#### PAGE TEXT

How do you store and manage this amount of information ? In a classical RDBM ?! My colleague Mario Foglio is currently looking for another alternative(s).




baoilleach said...

Would pygr be useful? e.g. http://code.google.com/p/pygr/wiki/DataStorageUsingpygr

Jan Aerts said...


Here at Sanger/EBI we do _not_ put those files in a database. Databases just can't handle that amount of data.

Alignments in the 1000genomes project are now made available as bam-files ("binary SAM") and we use the SAMtools API to get information out. For example "samtools view aln.sorted.bam chr2:20,100,000-20,200,000" will extract that region from the named bam-file and convert it to human-readable text. See http://samtools.sourceforge.net for more information.

Pierre Lindenbaum said...

Thanks Jan, this is very useful. But another problem here is how to handle the information about the SNPs. I'm still investigating.

cariaso said...

I am very interested in any rs# related solutions you may build/find.

Andrew Dalke said...

That's about 10TB of data. Figuring $200/TB storage means $2000 to store/back up the data on hard disks. Roll-your-own RAID and the cost is probably $4000 or so.

You can buy retail "home" NAS (designed for movie storage) for 15TB for $15K and Sun's high-end storage systems go up to 574 TB for lots-of-money.

Backups depends on your requirements. You don't likely want the archival quality that tape gives you. After all, you can always refetch the data. So RAID might be enough. I did find an estimate from 2005 that a corporate IT tape backup system for 500 TB costs $250,000. Scaling gives about $5,000 for 10TB.

########

* ASSIGNMENT
Reproduce, word for word, the part of the thread starting at "How do you store" and ending at "for another alternative(s).". Use only the thread above as your source.

#### DATASET EXTRACT

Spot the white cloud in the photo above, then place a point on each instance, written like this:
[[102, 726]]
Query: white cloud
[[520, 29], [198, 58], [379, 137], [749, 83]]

########

* ANSWER TO THIS TASK
How do you store and manage this amount of information ? In a classical RDBM ?! My colleague Mario Foglio is currently looking for another alternative(s).